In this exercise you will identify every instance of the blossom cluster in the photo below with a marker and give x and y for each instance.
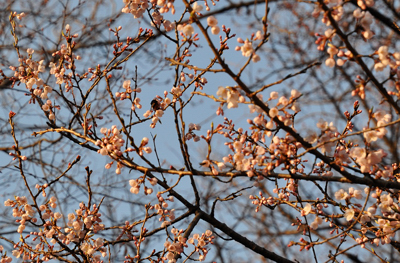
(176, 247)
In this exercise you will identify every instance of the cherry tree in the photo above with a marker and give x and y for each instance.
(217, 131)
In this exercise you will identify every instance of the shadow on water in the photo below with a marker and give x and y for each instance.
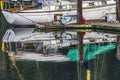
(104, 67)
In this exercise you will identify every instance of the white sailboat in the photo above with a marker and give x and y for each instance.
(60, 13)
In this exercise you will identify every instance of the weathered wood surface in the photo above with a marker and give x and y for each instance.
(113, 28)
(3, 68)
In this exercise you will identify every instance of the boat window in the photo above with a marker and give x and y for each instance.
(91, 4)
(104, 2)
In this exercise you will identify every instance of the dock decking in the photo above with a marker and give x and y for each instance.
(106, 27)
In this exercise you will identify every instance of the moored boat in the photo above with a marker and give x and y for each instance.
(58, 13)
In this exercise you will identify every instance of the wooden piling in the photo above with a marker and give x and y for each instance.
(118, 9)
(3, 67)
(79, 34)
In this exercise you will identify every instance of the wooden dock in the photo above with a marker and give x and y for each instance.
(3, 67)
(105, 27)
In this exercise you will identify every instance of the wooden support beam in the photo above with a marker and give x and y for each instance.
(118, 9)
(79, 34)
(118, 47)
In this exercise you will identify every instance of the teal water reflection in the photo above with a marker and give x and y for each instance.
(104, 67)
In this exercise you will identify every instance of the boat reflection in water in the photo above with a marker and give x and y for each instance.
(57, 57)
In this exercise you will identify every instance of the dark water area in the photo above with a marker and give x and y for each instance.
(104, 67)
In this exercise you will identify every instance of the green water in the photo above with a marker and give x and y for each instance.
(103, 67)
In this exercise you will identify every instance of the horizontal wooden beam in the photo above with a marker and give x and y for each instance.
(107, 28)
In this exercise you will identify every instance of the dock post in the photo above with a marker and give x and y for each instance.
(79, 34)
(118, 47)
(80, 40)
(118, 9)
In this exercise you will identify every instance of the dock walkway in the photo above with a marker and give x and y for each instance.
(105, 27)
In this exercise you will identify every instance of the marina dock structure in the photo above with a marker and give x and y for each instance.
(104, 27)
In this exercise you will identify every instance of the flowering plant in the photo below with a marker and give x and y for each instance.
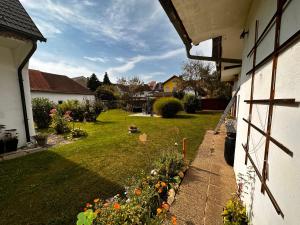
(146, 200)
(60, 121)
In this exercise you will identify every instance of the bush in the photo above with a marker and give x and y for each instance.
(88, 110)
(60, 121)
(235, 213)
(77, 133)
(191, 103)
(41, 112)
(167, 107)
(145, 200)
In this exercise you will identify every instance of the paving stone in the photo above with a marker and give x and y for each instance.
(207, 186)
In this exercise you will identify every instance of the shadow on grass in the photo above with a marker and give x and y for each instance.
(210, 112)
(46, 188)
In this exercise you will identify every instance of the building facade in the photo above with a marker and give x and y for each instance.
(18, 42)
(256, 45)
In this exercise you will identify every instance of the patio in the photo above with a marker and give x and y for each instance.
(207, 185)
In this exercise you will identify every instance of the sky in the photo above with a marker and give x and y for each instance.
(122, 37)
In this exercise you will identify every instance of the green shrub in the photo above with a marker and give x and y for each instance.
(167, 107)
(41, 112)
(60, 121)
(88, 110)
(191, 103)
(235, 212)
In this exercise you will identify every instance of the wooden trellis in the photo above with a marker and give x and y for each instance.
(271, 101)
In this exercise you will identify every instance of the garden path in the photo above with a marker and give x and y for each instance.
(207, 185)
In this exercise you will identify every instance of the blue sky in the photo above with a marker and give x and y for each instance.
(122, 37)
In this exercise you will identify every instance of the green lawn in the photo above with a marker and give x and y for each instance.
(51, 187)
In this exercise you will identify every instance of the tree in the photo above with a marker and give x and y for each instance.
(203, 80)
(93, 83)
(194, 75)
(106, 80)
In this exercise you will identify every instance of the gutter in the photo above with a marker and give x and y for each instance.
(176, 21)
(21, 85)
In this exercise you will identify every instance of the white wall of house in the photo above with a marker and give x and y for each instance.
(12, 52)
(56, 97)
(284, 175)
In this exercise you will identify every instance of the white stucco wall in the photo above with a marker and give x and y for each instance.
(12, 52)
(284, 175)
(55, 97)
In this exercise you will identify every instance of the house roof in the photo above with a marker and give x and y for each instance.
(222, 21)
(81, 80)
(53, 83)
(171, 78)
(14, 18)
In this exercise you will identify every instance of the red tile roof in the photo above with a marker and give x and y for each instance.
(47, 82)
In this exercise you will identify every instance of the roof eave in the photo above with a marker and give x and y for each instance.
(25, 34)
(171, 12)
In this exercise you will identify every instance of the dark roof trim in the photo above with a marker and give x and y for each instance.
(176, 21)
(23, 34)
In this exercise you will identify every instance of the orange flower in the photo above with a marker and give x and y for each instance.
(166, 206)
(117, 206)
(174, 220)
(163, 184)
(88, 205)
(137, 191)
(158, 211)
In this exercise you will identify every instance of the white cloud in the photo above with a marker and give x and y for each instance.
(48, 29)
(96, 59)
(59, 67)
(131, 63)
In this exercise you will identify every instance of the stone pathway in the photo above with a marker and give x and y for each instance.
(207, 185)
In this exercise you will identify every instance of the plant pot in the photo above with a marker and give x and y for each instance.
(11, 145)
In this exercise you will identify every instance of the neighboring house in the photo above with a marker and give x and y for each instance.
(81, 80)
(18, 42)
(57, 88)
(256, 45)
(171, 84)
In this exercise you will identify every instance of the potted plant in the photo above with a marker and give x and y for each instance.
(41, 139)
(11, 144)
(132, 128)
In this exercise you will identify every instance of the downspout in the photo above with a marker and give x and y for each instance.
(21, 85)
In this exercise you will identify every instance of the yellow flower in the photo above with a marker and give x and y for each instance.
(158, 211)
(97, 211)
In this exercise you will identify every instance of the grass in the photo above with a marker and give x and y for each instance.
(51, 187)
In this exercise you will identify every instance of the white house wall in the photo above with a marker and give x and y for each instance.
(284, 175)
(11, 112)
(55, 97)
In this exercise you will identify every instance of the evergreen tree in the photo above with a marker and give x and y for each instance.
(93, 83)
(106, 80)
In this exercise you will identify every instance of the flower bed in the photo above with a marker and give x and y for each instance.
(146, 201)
▬▬▬
GOAL> Take the line with "In this exercise you will identify every instance of the grass" and all lines after it to the last line, and reproduce them exactly.

SOLUTION>
In this exercise you will identify every instance of the grass in the photo above with a marker and give x and y for each instance.
(51, 187)
In this exercise you will identify every instance of the white house wall in the photo above with a marker and give x and y for each instance.
(284, 175)
(11, 112)
(55, 97)
In this exercise you will identify every instance of the evergreen tree in the photo above with a marker and give x and y for each instance.
(93, 83)
(106, 80)
In this exercise you will identify every instance of the flower bed in the photo above with a marker and give x and y for each instance.
(146, 201)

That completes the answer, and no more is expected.